(Dataset lines about object locations)
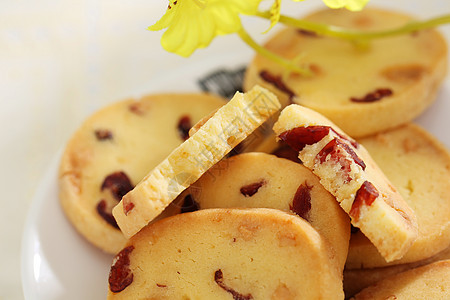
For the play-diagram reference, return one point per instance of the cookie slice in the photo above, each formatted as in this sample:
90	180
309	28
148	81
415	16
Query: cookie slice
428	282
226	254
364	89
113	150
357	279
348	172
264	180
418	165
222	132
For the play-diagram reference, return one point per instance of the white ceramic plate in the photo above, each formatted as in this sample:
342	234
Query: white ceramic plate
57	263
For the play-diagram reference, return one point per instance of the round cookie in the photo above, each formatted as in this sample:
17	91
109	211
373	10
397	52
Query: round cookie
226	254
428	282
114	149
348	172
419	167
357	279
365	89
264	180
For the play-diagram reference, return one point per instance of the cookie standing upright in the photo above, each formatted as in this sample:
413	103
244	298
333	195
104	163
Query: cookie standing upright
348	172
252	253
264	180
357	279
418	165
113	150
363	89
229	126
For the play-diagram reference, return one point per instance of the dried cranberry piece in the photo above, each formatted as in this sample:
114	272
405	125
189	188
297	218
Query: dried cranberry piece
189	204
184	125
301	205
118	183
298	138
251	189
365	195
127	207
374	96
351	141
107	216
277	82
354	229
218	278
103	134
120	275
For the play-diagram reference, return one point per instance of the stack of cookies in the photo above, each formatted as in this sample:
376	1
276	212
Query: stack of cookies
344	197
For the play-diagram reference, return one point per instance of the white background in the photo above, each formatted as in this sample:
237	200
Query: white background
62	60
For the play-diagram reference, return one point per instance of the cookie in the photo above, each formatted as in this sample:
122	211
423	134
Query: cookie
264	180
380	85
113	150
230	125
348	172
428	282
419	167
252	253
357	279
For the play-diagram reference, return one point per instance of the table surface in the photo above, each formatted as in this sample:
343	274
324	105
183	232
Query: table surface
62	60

REQUEST: Copy out every one of the lines above word for word, leaving out the pictures.

THE OUTPUT:
For the play-diagram reference, return one point per instance of the cookie slice in the photo above, each formatted as in this sample:
90	180
309	28
148	81
415	16
Query: cookie slice
428	282
226	254
364	89
113	150
357	279
348	172
264	180
418	165
222	132
For the play-diagram reference, return one point per instance of the white ceramic plate in the photo above, each formatted as in this sample:
342	234
Query: white ceramic plate
57	263
For the play-diagram reference, return one point per instance of the round cookie in the photo above, each formatted as in this sample:
17	91
109	211
373	10
397	52
Query: round cookie
226	254
428	282
114	149
348	172
419	167
357	279
365	89
264	180
For the play-diagram reference, return one point per instance of the cookie standing upright in the photo above, each formatted as in this sample:
413	103
244	298
333	195
104	163
Query: cookie standing upright
348	172
252	253
264	180
357	279
418	165
113	150
363	89
229	126
For the play-diagram reference, return one point per instance of the dried cranberry piece in the photo above, each formatted as in this sample:
114	272
405	125
189	188
297	218
Query: dried cranberry piece
189	204
184	125
301	205
118	183
298	138
251	189
365	195
127	207
374	96
351	141
107	216
277	82
354	229
218	278
103	134
120	275
For the play-diagram reference, return one point per instance of the stack of cookies in the photo above, each formatted as in this sample:
376	1
276	212
Query: stack of cookies
344	197
For the play-diagram reference, return one point per instance of the white background in the photo above, each formatted as in this sample:
237	200
Query: white background
62	60
For the play-diagram reference, return one point per instance of the cookie in the photo above, each formatted as in this sample:
122	211
423	134
Query: cookie
264	180
380	85
113	150
230	125
348	172
428	282
419	167
252	253
357	279
For the play-diagram reference, return one point per instance of the table surface in the photo above, each formatted as in this sample:
343	274
324	105
183	232
Query: table surface
62	60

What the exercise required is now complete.